Search the material below for "positive" and copy every line where it occurs.
[Dataset content Boundary: Start]
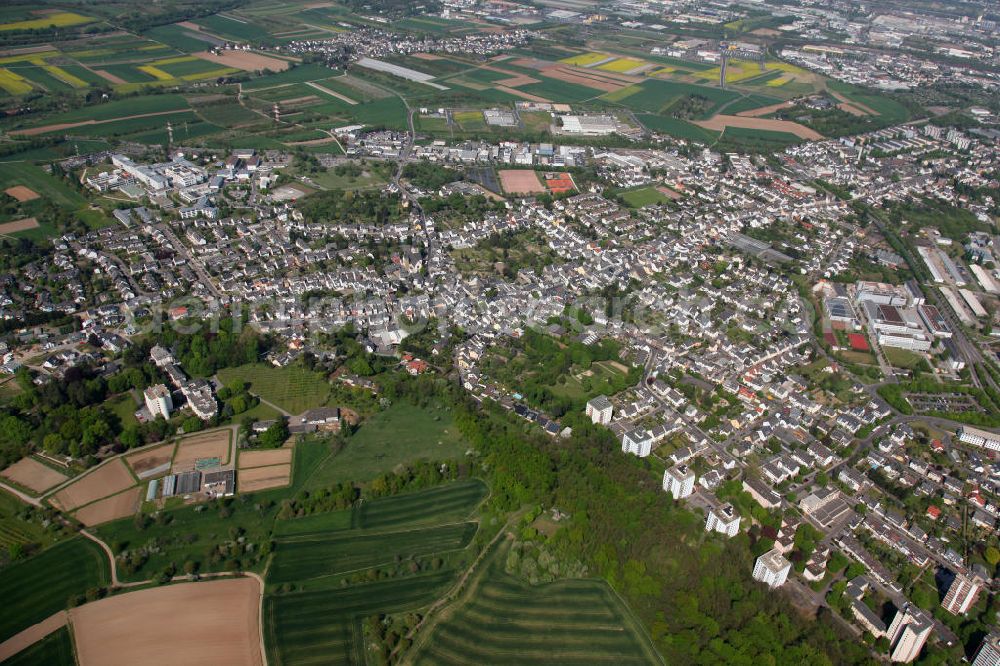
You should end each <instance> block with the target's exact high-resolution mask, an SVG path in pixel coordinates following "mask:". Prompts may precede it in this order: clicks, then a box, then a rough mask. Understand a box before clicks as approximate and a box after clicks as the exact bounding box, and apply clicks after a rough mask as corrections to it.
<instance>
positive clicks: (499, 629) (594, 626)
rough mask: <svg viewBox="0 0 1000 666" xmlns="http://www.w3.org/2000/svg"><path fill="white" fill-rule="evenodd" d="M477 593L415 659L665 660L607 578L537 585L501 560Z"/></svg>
mask: <svg viewBox="0 0 1000 666" xmlns="http://www.w3.org/2000/svg"><path fill="white" fill-rule="evenodd" d="M502 552H503V551H501V553H502ZM469 590H470V591H469V592H468V593H467V595H466V597H465V599H466V600H465V601H464V602H463V603H461V604H459V605H457V606H454V607H452V608H450V609H448V610H446V611H445V614H444V615H443V616H441V619H440V621H439V623H438V624H436V625H435V626H434V627H433V628H432V633H430V634H428V635H426V636H424V637H423V640H422V641H421V642H420V645H419V651H418V652H417V653H416V654H414V655H412V657H413V663H416V664H419V665H422V666H423V665H426V666H441V665H442V664H528V663H543V662H544V663H553V664H555V663H558V664H580V665H581V666H582V665H591V664H660V663H662V662H661V660H660V658H659V656H658V655H657V654H656V651H655V650H654V649H653V646H652V645H651V644H650V642H649V639H648V638H647V637H646V635H645V633H644V632H643V630H642V628H641V626H640V625H639V624H638V622H637V620H635V619H634V618H633V616H632V615H631V613H630V611H629V610H628V609H627V608H626V607H625V604H624V603H623V602H622V601H621V600H620V599H618V597H616V596H615V594H614V592H612V591H611V589H610V588H609V587H608V585H607V583H605V582H604V581H598V580H564V581H558V582H555V583H549V584H547V585H541V586H534V587H533V586H531V585H528V584H526V583H523V582H521V581H519V580H517V579H515V578H513V577H511V576H509V575H507V574H506V573H505V572H504V571H503V567H502V564H501V563H500V558H494V559H493V560H492V562H490V564H489V566H488V567H487V568H486V569H485V570H484V572H483V573H482V574H481V575H480V576H479V577H477V578H476V579H475V580H474V582H472V583H471V584H470V588H469Z"/></svg>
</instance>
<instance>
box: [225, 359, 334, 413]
mask: <svg viewBox="0 0 1000 666" xmlns="http://www.w3.org/2000/svg"><path fill="white" fill-rule="evenodd" d="M219 379H220V380H221V381H222V383H223V384H230V383H232V382H234V381H243V382H247V383H249V384H250V390H251V391H252V392H253V393H254V394H256V395H258V396H260V397H261V398H262V399H263V400H267V401H268V402H271V403H273V404H275V405H277V406H278V407H280V408H282V409H284V410H285V411H287V412H289V413H290V414H301V413H302V412H304V411H305V410H307V409H312V408H314V407H322V406H323V405H325V404H326V401H327V398H328V397H329V395H330V385H329V384H328V383H327V381H326V379H324V378H323V376H322V375H320V374H319V373H316V372H313V371H312V370H308V369H306V368H303V367H300V366H286V367H284V368H276V367H274V366H271V365H264V364H263V363H255V364H251V365H241V366H239V367H237V368H226V369H224V370H220V371H219Z"/></svg>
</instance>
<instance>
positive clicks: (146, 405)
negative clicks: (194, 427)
mask: <svg viewBox="0 0 1000 666" xmlns="http://www.w3.org/2000/svg"><path fill="white" fill-rule="evenodd" d="M142 397H143V398H144V399H145V401H146V409H148V410H149V413H150V415H151V416H152V417H153V418H154V419H155V418H156V417H157V416H162V417H163V418H164V419H169V418H170V412H172V411H174V401H173V399H172V398H171V397H170V389H168V388H167V387H166V386H164V385H163V384H157V385H156V386H150V387H149V388H148V389H146V390H145V391H143V394H142Z"/></svg>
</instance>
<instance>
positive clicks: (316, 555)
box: [267, 522, 478, 584]
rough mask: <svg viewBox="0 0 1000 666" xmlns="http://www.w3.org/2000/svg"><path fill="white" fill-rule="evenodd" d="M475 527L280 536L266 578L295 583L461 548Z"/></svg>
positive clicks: (474, 534) (476, 529) (455, 527)
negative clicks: (293, 535)
mask: <svg viewBox="0 0 1000 666" xmlns="http://www.w3.org/2000/svg"><path fill="white" fill-rule="evenodd" d="M477 528H478V524H477V523H474V522H466V523H458V524H452V525H440V526H436V527H422V528H416V529H409V530H403V531H399V532H380V533H369V532H360V533H359V532H357V531H350V532H342V533H334V534H328V533H317V534H302V535H296V536H292V537H286V538H282V539H280V540H279V541H278V544H277V547H276V549H275V551H276V552H275V555H274V559H273V560H272V562H271V566H270V567H269V568H268V570H267V582H268V584H271V583H277V584H280V583H297V582H303V581H309V580H311V579H315V578H324V577H329V576H336V575H343V574H348V573H351V572H355V571H360V570H363V569H369V568H372V567H378V566H385V565H388V564H392V563H394V562H399V561H401V560H409V559H412V558H415V557H420V556H423V555H433V554H435V553H443V552H447V551H453V550H460V549H462V548H465V547H466V546H467V545H469V542H470V541H471V540H472V537H473V536H474V535H475V533H476V530H477Z"/></svg>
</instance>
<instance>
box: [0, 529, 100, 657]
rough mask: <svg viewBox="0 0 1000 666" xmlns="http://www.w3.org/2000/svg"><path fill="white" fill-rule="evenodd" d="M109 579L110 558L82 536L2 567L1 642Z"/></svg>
[Dataset content Boundary: End]
**Finished exercise**
positive clicks: (499, 629) (594, 626)
positive clicks: (146, 405)
positive clicks: (316, 555)
positive clicks: (474, 534) (476, 529) (455, 527)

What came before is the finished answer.